→ **PROVIDED TEXT**:

******

The current title is slightly too long. Please update to 'Integrating polygenic risk scores in the prediction of type 2 diabetes risk and subtypes in British Pakistanis and Bangladeshis: a population-based cohort study', or similar.

Thanks for providing a completed TRIPOD checklist - please update the checklist to use section and paragraph numbers as opposed to page numbers (as these change during the revision process).

Please also ensure the TRIPOD checklist is cited in the methods (e.g. 'This study is reported according to the Transparent reporting of a multivariable prediction model for individual prognosis or diagnosis (TRIPOD) statement (S1 checklist)'.

Comments from the reviewers:

Reviewer #2: The authors have been very responsive to the review process and the manuscript is significantly improved. Particularly I appreciate the new designation of the pSIDD cluster. There is a small number of minor outstanding issues that should be relatively straightforward to resolve.

1. The choice of SNPs to construct the most informative polygenic score: thank you for the clarification, and it does make sense to use the multiethnic resource that includes more samples than Kooner et al. I still think that some mention of the rationale used and elegantly outlined in the response to the reviewers should find its way into the manuscript, if anything to allay the concern of the informed reader. This could be done in the Supplement or as a couple of sentences in the Methods.

2. Multiple testing correction for SNPs taken forward: I agree that for a replication of a single variant, a P-value <0.05 is sufficient. When one is testing replication of multiple individual variants, the number of hypotheses is as large as the number of uncorrelated variants taken forward: thus strictly speaking it does make sense to use a Bonferroni correction, and this is done routinely. You could simply state that the variants passed the nominal P-value, but that experiment-wide significance would be set at 0.05/n.

3. As minor edits, in Supplementary Table 4, the locus "CDKAL1" has a typo ("CKDAL1"). Gene names should be italicized throughout, including Supplementary Tables

Reviewer #3: The modifications made to the revised version of the manuscript clearly add to the quality of this paper, and most of my concerns from my previous review have been addressed adequately.

Reviewer #4: The authors explore the genetic determinants of Type 2 Diabetes (T2D) in people of British Pakistani and Bangladeshi (BPB) ancestry. Using genetic data from the Genes & Health project, they first explore whether SNPs associated with T2D in European populations are also associated with T2D in their BPB sample. They then construct a polygenic risk score (PRS) for T2D and show that it can be useful for predicting which individuals will develop T2D alongside an already established clinical tool (QDiabetes).

I would like to commend the authors for working with a previously understudied population group, and I agree with them that further genetic research involving such groups is needed.

As a statistician, I am perhaps unable to fully scrutinise the authors' applied results, but I will attempt to provide some comments on their use of appropriate methodology to obtain these results. Since I was not involved in the previous round of review, some of my comments will be complementary to those previously raised by other reviewers, while other comments will be different.

Here are my comments on the manuscript.

******

→ **RECORDED DATA**:
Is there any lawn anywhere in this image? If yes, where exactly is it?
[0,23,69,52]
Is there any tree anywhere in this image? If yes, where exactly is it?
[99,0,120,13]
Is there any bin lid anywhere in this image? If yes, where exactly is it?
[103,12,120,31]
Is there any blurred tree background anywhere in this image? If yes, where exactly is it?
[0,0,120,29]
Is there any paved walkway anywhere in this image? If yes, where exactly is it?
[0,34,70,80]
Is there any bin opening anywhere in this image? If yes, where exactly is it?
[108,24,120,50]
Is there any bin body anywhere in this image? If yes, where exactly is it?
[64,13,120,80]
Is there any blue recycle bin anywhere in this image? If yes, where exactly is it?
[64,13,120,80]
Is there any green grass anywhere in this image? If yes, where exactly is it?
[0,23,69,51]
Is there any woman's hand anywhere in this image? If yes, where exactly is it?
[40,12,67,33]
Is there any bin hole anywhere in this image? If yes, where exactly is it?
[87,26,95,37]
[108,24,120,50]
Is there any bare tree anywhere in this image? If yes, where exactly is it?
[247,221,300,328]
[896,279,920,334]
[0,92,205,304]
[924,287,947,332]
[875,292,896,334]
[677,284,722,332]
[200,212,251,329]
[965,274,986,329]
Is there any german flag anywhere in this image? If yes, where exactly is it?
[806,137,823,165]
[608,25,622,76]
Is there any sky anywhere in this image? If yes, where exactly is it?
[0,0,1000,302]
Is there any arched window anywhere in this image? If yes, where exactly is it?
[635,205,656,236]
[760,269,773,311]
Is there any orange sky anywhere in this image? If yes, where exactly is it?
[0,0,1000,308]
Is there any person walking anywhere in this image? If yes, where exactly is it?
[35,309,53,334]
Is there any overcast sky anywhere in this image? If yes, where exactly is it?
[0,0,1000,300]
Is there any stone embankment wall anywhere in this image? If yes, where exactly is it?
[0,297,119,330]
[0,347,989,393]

******

→ **AIM OF THE TASK**:
Resume the reviewer comments on the British Pakistani and Bangladeshi type 2 diabetes risk score manuscript, starting right after its last line.

→ **RESULT FOR THIS EXERCISE**:
1) The authors used a European LD panel (European 1000G samples) for their LD clustering and thresholding analysis. Was it not possible to use a south Asian panel instead?

2) In their supplement, the authors present a formula according to which they calculated the proportion of SNPs from the European GWAS that would be expected to replicate in the G+H GWAS. First of all, the formula seems wrong; for example, in a case-control study with n_cases = n_controls, one would have 1 - phi = 0 and hence only a 0.05 probability to replicate a SNP regardless of its beta coefficient in the European GWAS. Please clarify (could it be that phi = n_cases / n instead?). Moreover, the authors should provide an explanation about why the formula does what they are trying to achieve, or a reference to support its use. In general, I found it a bit surprising that 72% of these GWAS-significant variants should be expected to not associate with T2D even at a nominal 0.05 level in the authors' genetic sample.

3) In the authors' colocalization analyses, the overlap of genetic variants between the European and G+H GWAS in each region was as low as 10%. Therefore, it is quite likely that in some regions the truly causal variant(s) may not have been genotyped in one of the two samples (or even in none of the two samples). Would that be a problem for the TEColoc method used by the authors?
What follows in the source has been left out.